____ Extract

In early 2010, the Land Court set forth to discover and untangle the competing interests. Because this litigation began as an action regarding Tochi Daicho Lot 1133—and not Tochi Daicho Lots 1123, 1124, and 1130—the Land Court was concerned that some interested parties had not been properly notified of the ongoing litigation. Indeed, as discussed below, neither Appellant was aware of the case at that point. In turn, on February 12, 2010, the Land Court ordered BLS to perform several tasks: (1) determine whether it had already provided public notice of monumentation to Tochi Daicho Lots 1123, 1124, and 1130 and, if so, determine whether Haruo was the only claimant; (2) transmit any other claims to those lots, if they existed, to the Land Court; and (3) if those lots were not previously subjected to the notice and monumentation process, issue public notice and receive claims for those lots in accordance with statutory requirements.
On April 21, 2010, at a status conference, BLS represented that no other individuals or groups had claimed Tochi Daicho Lots 1123, 1124, and 1130, and that Haruo's claims were uncontested. Shortly thereafter, however, BLS notified the Land Court that, despite its earlier representations, there was in fact at least one other claim that BLS had located in its office. Consequently, the Land Court published notice of a new hearing to be held in May 2010. Either via BLS or the Land Court's efforts, both Appellants eventually received notice of this litigation, though they had not previously engaged in it.
On May 27, 2010, the Land Court held a full hearing at which representatives of both Appellants appeared and testified to competing claims. This was the first time Appellants intervened, and they were not able to articulate precisely the borders of the lands they claimed. Accordingly, the Land Court adjourned the hearing and ordered BLS to provide further clarification. On June 7, 2010, BLS submitted a report to the Land Court indicating that Ngetechedong Clan, relying on Tochi Daicho Lot 1120, had properly claimed Worksheet Lot -028, while Oteot Lineage, relying on Tochi Daicho Lot 1125, had properly claimed Lots -129 and -136. Notably, while both Appellants were claiming worksheet lots originally claimed by Haruo, they were doing so by relying upon different Tochi Daicho lots. The confusion resulted from overlapping Tochi Daicho lots and disputed borders.
Three days later, with BLS' clarification in hand, the Land Court resumed its hearing. Bernarda Usibata and Eugene Uehara testified on behalf of Ngetechedong Clan, and Christiana Joseph testified for Oteot Lineage. Before the hearing adjourned, the Land Court noted that while this litigation concerned Tochi Daicho Lots 1123, 1124, and 1130, Appellants' claims were staked in Tochi Daicho Lots 1120 and 1125. Those two lots, however, were also claimed by other individuals not before the court, and the Land Court discussed the possibility of joining them in the dispute and shepherding their claims through mediation. The Land Court then set a status conference to determine the nature of the additional claims to Tochi Daicho Lots 1120 and 1125 and whether they needed to be heard before deciding this case. Shortly after the hearing, BLS notified the Land Court of three additional claims to Tochi Daicho Lots 1125 and 1130.

________

**Stated task 1:**
Decide whether each statement below agrees with the Land Court passage, answering yes or no and quoting the words of the passage that settle it: (a) At the April 21, 2010 status conference, BLS said that Haruo's claims were uncontested. (b) Oteot Lineage based its claim on Tochi Daicho Lot 1120. (c) Christiana Joseph testified on behalf of Ngetechedong Clan.
**Stated task 2:**
Write the next part of the Land Court passage, picking up after its final sentence.

____ Extracted information

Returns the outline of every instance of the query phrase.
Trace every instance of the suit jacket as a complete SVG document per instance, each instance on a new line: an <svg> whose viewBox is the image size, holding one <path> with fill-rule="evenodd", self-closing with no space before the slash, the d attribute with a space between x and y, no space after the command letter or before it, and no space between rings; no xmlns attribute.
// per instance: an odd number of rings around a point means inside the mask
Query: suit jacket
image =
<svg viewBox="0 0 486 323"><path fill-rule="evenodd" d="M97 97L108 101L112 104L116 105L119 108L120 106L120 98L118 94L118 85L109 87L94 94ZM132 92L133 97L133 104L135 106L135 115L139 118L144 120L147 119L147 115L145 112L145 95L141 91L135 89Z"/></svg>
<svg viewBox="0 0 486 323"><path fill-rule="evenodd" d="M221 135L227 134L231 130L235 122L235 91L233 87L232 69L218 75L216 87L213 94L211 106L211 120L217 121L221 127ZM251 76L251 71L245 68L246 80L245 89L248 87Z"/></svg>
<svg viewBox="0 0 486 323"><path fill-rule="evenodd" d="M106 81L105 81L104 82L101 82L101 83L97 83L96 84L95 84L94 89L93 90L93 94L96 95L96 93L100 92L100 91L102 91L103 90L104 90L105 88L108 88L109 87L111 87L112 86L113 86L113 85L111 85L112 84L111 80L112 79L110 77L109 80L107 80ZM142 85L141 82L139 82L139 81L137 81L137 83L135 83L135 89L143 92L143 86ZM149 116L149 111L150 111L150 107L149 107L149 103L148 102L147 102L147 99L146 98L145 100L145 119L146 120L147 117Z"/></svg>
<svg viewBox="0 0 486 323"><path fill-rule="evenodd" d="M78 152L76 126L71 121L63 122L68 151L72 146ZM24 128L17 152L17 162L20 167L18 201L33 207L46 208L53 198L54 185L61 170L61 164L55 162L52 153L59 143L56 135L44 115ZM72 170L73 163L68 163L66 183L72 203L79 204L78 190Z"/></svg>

________

**Right answer 1:**
(a) Yes: "BLS represented that no other individuals or groups had claimed Tochi Daicho Lots 1123, 1124, and 1130, and that Haruo's claims were uncontested."
(b) No: "Oteot Lineage, relying on Tochi Daicho Lot 1125, had properly claimed Lots -129 and -136."
(c) No: "Christiana Joseph testified for Oteot Lineage."

**Right answer 2:**
In late October 2010, all outstanding issues preventing the Land Court from issuing a decision on the merits dissolved. The unrepresented claims to Tochi Daicho Lots 1125 and 1130 were withdrawn, and the Land Court found that Basilia Adelbai's claim on behalf of Oteot Lineage for Tochi Daicho Lot 1125 duplicated the efforts of others on behalf of Oteot Lineage and did not require the submission of additional evidence. Moreover, because the litigation was confined to Tochi Daicho Lots 1123, 1124, and 1130, the Land Court determined that it did not need to entertain all other claimants to Tochi Daicho Lot 1120.[3] On February 21, 2011, the Land Court issued its determination and awarded all six worksheet lots to Haruo, finding that his purchase of the three contested lots, Worksheet Lots -028, -129, and -136, from their prior owner was uncontested, and that his unchallenged construction of a hotel on the land was consistent with ownership in fee simple. The court found that Appellants' failure to object to Haruo's construction on land they allegedly owned was significant and, moreover, neither Appellant properly monumented its claim.
Ngetechedong Clan and Oteot Lineage appealed. They argue that the Land Court (1) deprived them of an opportunity to engage in mandatory mediation as required by law; (2) incorrectly assumed that certain claims of Oteot Lineage had been previously dismissed; (3) prematurely issued its decision before other alleged claimants had an opportunity to participate in the proceedings; and (4) improperly reprimanded Appellants, thereby depriving them of an opportunity to present their full case.
II. STANDARD OF REVIEW
We review findings of fact from the Land Court for clear error. Tesei v. Belechal, 7 ROP Intrm. 89, 89-90 (1998). Legal conclusions, including those regarding due process requirements, are reviewed de novo. Roman Tmetuchl Family Trust v. Whipps, 8 ROP Intrm. 317, 318 (2001).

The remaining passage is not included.